──────── DATA EXTRACT ────────
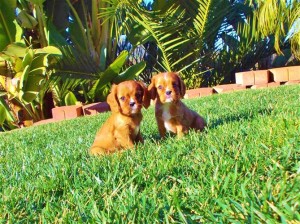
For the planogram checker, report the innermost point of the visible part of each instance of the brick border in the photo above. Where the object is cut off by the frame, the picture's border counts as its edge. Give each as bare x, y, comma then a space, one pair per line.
244, 80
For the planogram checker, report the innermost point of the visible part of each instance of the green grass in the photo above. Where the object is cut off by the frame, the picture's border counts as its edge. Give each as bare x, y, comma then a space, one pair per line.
244, 168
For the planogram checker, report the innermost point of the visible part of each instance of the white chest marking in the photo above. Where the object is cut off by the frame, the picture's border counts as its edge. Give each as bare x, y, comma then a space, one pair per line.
166, 112
166, 116
136, 130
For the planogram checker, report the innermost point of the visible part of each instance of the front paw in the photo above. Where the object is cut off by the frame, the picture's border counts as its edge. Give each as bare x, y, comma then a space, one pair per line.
96, 151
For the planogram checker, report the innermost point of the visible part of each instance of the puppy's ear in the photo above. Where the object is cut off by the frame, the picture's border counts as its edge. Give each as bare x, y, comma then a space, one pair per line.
152, 89
182, 85
112, 99
146, 95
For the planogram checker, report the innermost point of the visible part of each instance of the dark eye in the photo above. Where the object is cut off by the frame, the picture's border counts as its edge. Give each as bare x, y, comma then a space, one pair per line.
138, 95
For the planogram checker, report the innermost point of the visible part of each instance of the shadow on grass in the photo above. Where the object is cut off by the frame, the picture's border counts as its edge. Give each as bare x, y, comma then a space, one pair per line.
246, 116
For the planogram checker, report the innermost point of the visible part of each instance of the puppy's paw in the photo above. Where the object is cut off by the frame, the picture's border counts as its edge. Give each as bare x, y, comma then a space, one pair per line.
97, 151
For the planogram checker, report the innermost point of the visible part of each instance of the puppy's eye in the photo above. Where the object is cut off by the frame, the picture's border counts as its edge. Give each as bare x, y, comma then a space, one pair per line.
138, 96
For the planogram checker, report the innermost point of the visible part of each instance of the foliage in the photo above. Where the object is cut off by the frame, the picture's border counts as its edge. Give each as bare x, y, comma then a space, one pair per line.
85, 70
244, 168
25, 82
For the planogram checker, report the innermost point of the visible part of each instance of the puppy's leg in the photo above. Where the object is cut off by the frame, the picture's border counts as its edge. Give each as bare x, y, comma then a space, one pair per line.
139, 138
124, 139
161, 127
96, 151
200, 123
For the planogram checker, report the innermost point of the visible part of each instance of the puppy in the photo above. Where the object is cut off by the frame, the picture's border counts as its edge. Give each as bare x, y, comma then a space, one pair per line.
122, 129
171, 114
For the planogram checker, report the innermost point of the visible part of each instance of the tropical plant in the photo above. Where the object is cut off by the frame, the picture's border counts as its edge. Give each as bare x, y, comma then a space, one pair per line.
24, 82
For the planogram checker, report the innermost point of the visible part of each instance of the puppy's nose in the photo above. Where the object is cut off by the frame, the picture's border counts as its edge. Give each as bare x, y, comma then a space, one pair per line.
168, 92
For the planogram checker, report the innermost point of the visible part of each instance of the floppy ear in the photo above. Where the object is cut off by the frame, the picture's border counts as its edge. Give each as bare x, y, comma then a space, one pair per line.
152, 89
182, 85
112, 99
146, 95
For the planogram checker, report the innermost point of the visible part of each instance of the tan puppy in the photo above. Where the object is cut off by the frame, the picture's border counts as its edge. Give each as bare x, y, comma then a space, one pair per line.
122, 129
171, 114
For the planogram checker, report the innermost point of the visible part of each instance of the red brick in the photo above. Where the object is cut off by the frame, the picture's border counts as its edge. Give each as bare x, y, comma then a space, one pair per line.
261, 86
95, 108
199, 92
261, 77
280, 74
294, 73
273, 84
28, 123
228, 88
206, 91
58, 113
244, 78
191, 94
292, 82
44, 122
67, 112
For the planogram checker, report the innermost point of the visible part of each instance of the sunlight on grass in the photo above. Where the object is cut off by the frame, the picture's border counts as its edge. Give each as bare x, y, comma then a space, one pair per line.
244, 168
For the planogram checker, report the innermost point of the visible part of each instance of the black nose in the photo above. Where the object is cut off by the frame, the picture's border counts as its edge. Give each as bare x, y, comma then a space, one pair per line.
168, 92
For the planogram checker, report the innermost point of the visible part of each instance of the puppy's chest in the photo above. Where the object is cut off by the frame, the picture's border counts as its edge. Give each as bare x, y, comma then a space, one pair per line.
167, 118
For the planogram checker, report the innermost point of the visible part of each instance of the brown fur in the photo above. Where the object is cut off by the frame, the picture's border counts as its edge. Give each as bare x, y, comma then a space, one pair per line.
122, 129
171, 113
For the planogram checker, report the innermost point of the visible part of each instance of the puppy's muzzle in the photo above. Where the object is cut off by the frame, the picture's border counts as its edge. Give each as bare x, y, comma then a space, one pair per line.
168, 93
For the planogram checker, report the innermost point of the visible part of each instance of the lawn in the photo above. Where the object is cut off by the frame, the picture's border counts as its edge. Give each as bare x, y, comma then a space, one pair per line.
244, 168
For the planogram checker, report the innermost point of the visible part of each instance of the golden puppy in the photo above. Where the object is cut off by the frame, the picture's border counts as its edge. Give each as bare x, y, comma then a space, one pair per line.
122, 129
171, 114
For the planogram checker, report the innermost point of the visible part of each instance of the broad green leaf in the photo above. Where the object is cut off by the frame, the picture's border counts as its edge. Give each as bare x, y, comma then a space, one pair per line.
18, 65
114, 68
26, 20
37, 2
130, 73
103, 56
19, 32
41, 71
2, 114
110, 73
24, 77
7, 26
9, 116
28, 58
39, 61
70, 99
16, 49
49, 50
29, 96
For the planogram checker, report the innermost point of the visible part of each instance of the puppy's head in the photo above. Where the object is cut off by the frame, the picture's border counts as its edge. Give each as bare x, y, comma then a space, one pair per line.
128, 98
168, 87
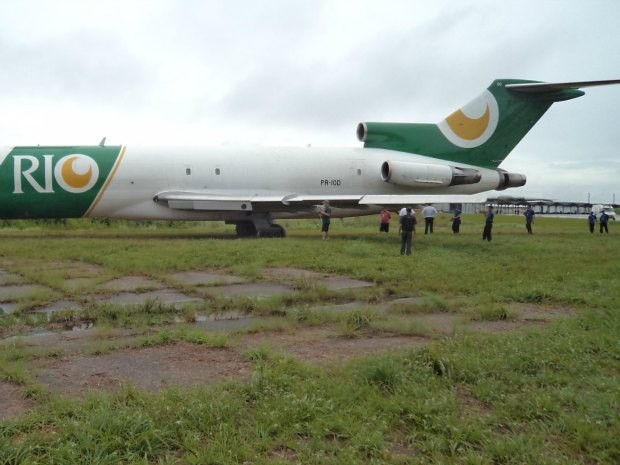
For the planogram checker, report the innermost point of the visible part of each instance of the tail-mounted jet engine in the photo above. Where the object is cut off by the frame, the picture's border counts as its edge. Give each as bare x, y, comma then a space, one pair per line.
427, 175
507, 180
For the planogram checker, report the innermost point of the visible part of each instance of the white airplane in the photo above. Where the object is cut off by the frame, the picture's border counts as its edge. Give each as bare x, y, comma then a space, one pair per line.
400, 164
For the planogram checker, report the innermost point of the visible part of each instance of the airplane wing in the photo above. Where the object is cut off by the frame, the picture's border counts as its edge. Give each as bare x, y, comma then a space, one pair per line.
277, 201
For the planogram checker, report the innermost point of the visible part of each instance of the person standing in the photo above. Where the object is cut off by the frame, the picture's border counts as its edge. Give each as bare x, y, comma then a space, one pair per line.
591, 221
429, 212
386, 216
488, 225
406, 230
602, 222
325, 213
529, 218
456, 220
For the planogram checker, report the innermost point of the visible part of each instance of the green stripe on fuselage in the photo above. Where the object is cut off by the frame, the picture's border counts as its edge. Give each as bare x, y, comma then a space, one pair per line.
53, 182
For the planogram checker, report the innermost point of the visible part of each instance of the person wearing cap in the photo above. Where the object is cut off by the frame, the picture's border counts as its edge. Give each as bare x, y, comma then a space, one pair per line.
602, 222
488, 224
325, 213
591, 221
529, 218
429, 212
406, 230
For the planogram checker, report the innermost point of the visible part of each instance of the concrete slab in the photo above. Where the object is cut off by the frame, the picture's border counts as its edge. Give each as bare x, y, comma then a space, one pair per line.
336, 283
7, 278
205, 278
251, 289
17, 291
166, 296
78, 283
131, 283
292, 273
75, 269
58, 306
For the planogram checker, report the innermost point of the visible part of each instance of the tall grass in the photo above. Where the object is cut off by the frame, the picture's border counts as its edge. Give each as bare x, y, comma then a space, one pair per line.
547, 395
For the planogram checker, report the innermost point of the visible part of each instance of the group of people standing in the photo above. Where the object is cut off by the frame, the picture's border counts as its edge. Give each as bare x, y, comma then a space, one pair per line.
602, 221
408, 222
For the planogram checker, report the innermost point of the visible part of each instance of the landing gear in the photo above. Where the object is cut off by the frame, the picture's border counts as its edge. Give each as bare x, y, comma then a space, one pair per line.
────────
* [TASK OBJECTIVE]
Reproduce exactly the line that holds "of the group", then every line after it, ending with the final line of the records above.

* [TASK RESPONSE]
For the planogram checker, report the innermost point of the visible part of each instance of the group of people standing in the photo above. Where the object is cut off by the frame, the picture's border counts as its edge. Give each as bare x, y, comma then a space, one pair per line.
602, 221
408, 222
For the planogram checker, report the innermost point of the visible part of each instance of the landing gear in the photo above. Where the object is cut off by the frame, the picture's border counts as its edge. Give each as bare x, y, comma then a space, one pair per line.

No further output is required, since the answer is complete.